**PASSAGE TO READ**:
____________
Traditional phishing campaigns typically rely on Adversary-in-the-Middle (AitM) infrastructures to spin up replica login pages. These pages act as proxies, capturing credentials and active session cookies in real-time as the victim authenticates. While AitM kits are highly effective, they are increasingly detected by modern secure email gateways and endpoint security solutions that flag anomalous domains. The DEBULL tool side-steps this detection vector entirely. Instead of routing the victim to a fraudulent, look-alike domain to harvest passwords, the platform manipulates the victim into logging into Microsoft’s authentic, trusted login experience, leveraging the victim’s own browser to authorize access for the attacker.
Understanding the Target: The OAuth 2.0 Device Authorization Grant Flow
To comprehend why the DEBULL tool is so effective, security teams must understand the mechanics of the Device Authorization Grant flow, commonly referred to as the device-code flow. This protocol extension (RFC 8628) was natively designed to assist input-constrained devices—such as smart TVs, printers, IoT hardware, and headless command-line interfaces (CLIs)—that lack a full web browser or physical keyboard. Rather than forcing users to type complex passwords on a television remote control, the device-code flow decouples the authentication process from the secondary device.
Under normal operations, the device-code authentication flow follows a predictable, highly secure series of steps:
- The Authorization Request: An unauthenticated application on an input-constrained device sends a POST request to Microsoft’s authorization endpoint:
https://login.microsoftonline.com/{tenant}/oauth2/v2.0/devicecode. This request includes the client identifier (client_id) of the application and the requested permission scope. - Code Generation: The Microsoft Identity Platform returns a JSON payload containing a unique, short-lived, eight-character alphanumeric
user_code, along with a verification URL (typicallyhttps://microsoft.com/devicelogin). - User Verification: The device displays the code and the URL to the user. The user then switches to a primary, secure device—such as a personal computer or smartphone—navigates to the official Microsoft page, enters the eight-character code, and completes their standard enterprise login, including any required 2FA challenges.
- Token Transfer: While the user is authenticating, the input-constrained device repeatedly polls Microsoft’s token broker. The moment the user successfully validates the code, the token broker returns active OAuth access tokens and refresh tokens to the polling device, establishing an authenticated session.
____________
**ACTIONS TO TAKE**:
**A.** Add 82 to every bounding-box coordinate in the entries between the line holding "What element corresponds to the dashed" and the line holding "[437,426,851,552]", inclusive. Write out all of those lines again, including the ones that contain no coordinates.
**B.** Proceed with the article on the DEBULL phishing tool and the OAuth device-code flow, starting after its last sentence.

**EXERCISE INPUTS**:
____________
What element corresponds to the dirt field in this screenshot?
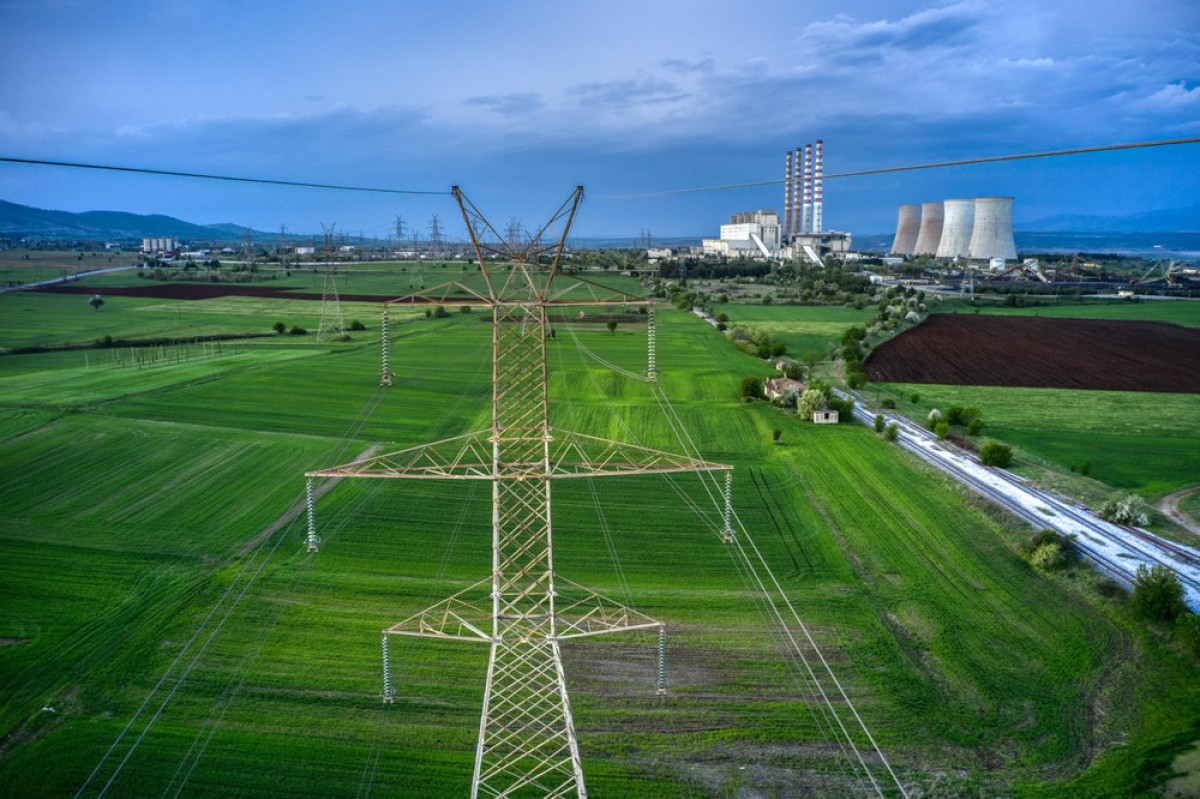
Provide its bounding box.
____________
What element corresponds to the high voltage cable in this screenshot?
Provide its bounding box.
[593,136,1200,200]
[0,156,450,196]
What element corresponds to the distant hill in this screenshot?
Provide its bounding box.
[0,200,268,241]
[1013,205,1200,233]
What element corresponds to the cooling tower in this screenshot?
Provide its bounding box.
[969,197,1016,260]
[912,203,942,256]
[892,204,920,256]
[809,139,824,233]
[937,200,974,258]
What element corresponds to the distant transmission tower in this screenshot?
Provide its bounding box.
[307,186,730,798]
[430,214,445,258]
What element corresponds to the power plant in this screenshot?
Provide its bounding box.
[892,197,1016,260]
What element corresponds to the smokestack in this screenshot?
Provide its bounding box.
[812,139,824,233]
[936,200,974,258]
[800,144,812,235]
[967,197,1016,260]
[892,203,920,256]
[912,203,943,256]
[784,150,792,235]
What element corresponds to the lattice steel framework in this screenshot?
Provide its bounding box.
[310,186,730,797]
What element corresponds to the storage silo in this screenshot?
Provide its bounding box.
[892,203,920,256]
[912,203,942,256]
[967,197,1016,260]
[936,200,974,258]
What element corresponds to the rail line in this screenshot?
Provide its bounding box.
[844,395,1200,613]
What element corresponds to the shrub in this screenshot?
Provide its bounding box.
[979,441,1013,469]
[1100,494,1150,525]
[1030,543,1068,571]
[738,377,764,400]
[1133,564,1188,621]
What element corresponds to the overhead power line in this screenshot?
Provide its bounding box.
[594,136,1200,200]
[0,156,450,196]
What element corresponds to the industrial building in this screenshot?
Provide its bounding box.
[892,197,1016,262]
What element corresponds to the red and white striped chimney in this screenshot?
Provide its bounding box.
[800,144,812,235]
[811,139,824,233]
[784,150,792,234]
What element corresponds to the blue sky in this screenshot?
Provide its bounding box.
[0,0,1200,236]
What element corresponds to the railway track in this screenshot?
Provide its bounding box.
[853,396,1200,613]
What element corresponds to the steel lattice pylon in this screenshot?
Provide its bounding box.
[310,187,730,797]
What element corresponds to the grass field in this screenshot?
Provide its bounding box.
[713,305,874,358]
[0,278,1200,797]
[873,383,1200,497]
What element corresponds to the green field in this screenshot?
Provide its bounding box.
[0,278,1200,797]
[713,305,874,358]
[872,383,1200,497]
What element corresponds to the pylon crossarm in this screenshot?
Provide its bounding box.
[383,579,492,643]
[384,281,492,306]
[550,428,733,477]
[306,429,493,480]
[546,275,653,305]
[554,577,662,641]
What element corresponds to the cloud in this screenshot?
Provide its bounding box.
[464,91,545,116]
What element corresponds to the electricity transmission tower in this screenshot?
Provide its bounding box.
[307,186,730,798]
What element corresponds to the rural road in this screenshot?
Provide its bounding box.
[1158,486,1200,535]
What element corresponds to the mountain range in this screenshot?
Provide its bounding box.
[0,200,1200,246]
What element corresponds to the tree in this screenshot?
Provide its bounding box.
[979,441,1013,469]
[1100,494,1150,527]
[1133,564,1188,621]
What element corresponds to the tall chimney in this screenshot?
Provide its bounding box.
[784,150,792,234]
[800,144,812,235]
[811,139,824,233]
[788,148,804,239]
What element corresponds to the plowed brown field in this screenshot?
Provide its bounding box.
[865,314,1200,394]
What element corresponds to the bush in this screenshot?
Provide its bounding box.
____________
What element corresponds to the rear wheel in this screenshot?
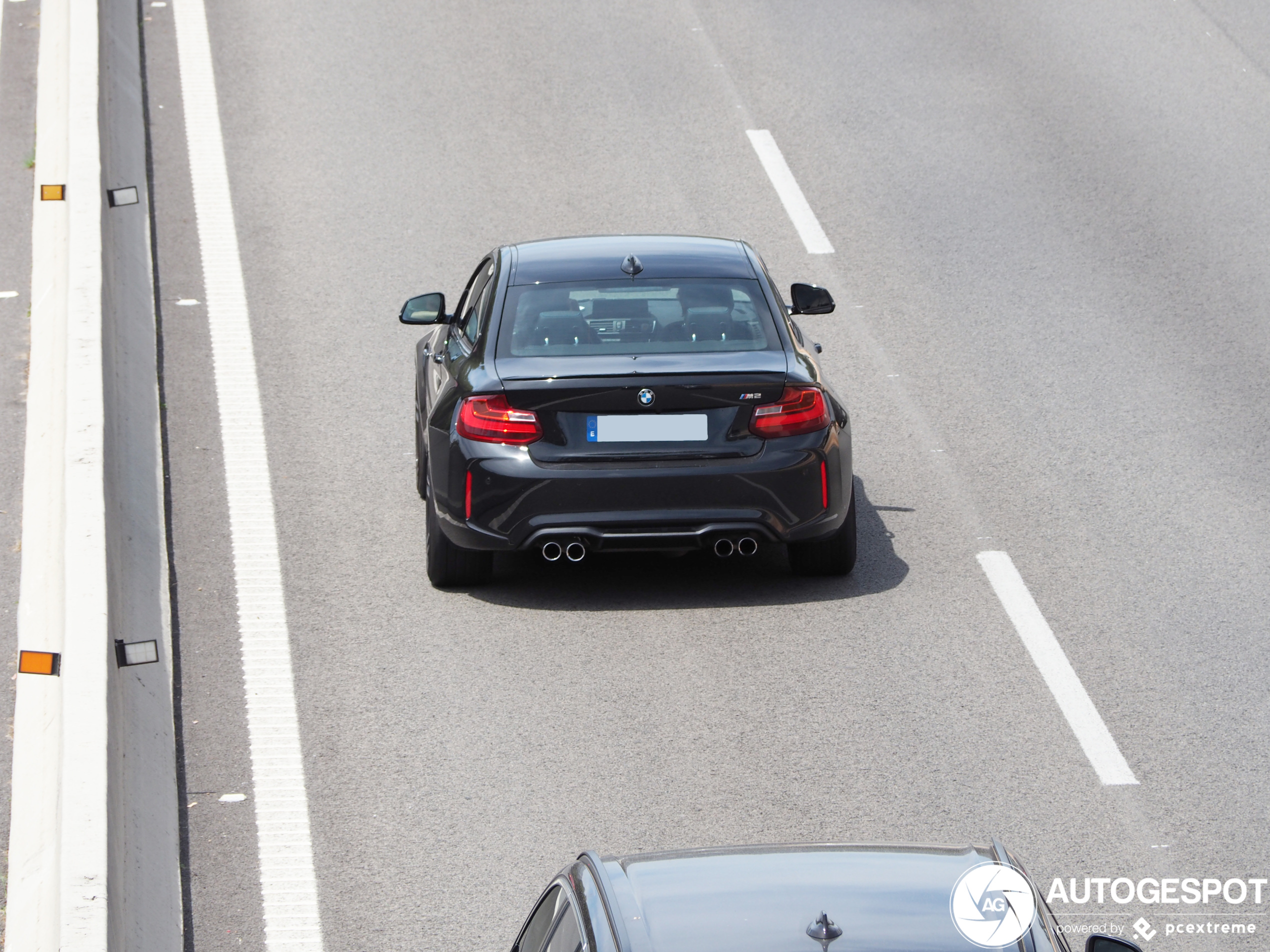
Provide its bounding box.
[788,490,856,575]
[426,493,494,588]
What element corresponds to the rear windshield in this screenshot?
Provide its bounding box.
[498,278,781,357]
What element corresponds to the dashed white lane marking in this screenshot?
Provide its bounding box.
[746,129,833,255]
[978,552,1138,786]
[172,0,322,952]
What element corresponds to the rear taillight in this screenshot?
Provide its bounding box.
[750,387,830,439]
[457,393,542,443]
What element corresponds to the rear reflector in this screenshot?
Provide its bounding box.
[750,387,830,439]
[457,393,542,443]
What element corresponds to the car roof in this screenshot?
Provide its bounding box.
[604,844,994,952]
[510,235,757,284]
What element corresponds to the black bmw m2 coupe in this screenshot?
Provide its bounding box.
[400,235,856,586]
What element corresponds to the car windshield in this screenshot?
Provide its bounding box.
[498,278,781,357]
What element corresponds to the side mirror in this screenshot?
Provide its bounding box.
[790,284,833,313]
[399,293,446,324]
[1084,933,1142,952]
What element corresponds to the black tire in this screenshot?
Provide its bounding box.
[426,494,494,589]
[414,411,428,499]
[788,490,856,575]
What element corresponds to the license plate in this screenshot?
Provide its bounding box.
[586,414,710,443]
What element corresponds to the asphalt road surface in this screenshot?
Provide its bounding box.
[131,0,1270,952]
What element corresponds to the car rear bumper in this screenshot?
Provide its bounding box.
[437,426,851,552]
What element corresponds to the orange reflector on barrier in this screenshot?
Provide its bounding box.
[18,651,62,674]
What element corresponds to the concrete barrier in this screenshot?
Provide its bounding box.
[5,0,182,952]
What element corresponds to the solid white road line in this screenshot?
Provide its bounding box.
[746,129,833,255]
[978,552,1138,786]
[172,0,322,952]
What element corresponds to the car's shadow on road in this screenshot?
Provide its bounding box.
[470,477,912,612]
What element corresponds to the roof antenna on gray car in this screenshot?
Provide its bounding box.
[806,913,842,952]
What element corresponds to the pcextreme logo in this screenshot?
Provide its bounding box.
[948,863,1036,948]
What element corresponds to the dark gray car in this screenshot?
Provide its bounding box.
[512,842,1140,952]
____________
**SET OF ANSWERS**:
**A.**
What element corresponds to the dashed white lane marking in this screenshot?
Provide its bounding box.
[828,211,915,337]
[1060,634,1220,868]
[254,82,404,1034]
What element corresponds to the rear taillight in this screenshot?
Provide its bounding box.
[832,469,912,521]
[539,475,624,525]
What element corresponds to the rear reflector in this screenshot?
Provide its bounding box.
[832,469,912,521]
[539,475,624,525]
What element corresponds to the car roof in this screenshot?
Provide its bounding box.
[686,926,1076,1034]
[592,317,839,366]
What element corresponds to the black bmw m2 coupe in this screenshot?
Provide its bounding box.
[482,317,938,668]
What element corresponds to the car windshield in this screenshot?
Provide its bounding box.
[580,360,863,439]
What element corresponds to the side mirror in this screenshot?
Provide its bounding box.
[872,366,915,395]
[481,375,528,406]
[1166,1015,1224,1034]
What element corresponds to the black tire in this screenshot?
Provide its bounding box.
[508,576,576,671]
[496,493,510,581]
[870,572,938,657]
What element corresponds to the license plate in this screenshot?
Provide its bounding box.
[668,496,792,525]
What element corresponds to the asphalt road surface in this screenshot?
Provide its bounding box.
[213,82,1352,1034]
What element corresponds to the car rear bumper in this screenshot?
Provide its bounding box.
[519,508,933,634]

**B.**
In a malicious scenario, the threat actor’s infrastructure simply acts as the “constrained device,” tricking an authenticated corporate user into entering the code on their behalf.
Dissecting the Attack Chain of the DEBULL Tool
The campaign orchestrating the DEBULL tool began intensifying during the last week of June 2026. The technical tradecraft deployed by the operators is remarkably sophisticated, designed to optimize click-through rates and bypass modern security filters through a carefully orchestrated four-stage pipeline:
Phase 1: Hyper-Personalized Lures and Account Takeover (ATO) Jumping
The attack initiates with targeted, collaboration-themed phishing emails designed to mimic routine Microsoft Teams notifications, shared-folder requests, or urgent payment pretexts. To ensure these emails bypass standard email security gateways, the threat actors frequently employ a technique known as Account Takeover (ATO) jumping. In this scenario, the attackers compromise an initial, benign corporate email account within a trusted supply chain and use its legitimate infrastructure to blast phishing emails to a broader list of corporate contacts. Because the email originates from a trusted internal domain or a recognized external partner, it easily evades basic sender policy framework (SPF) and domain keys identified mail (DKIM) filters.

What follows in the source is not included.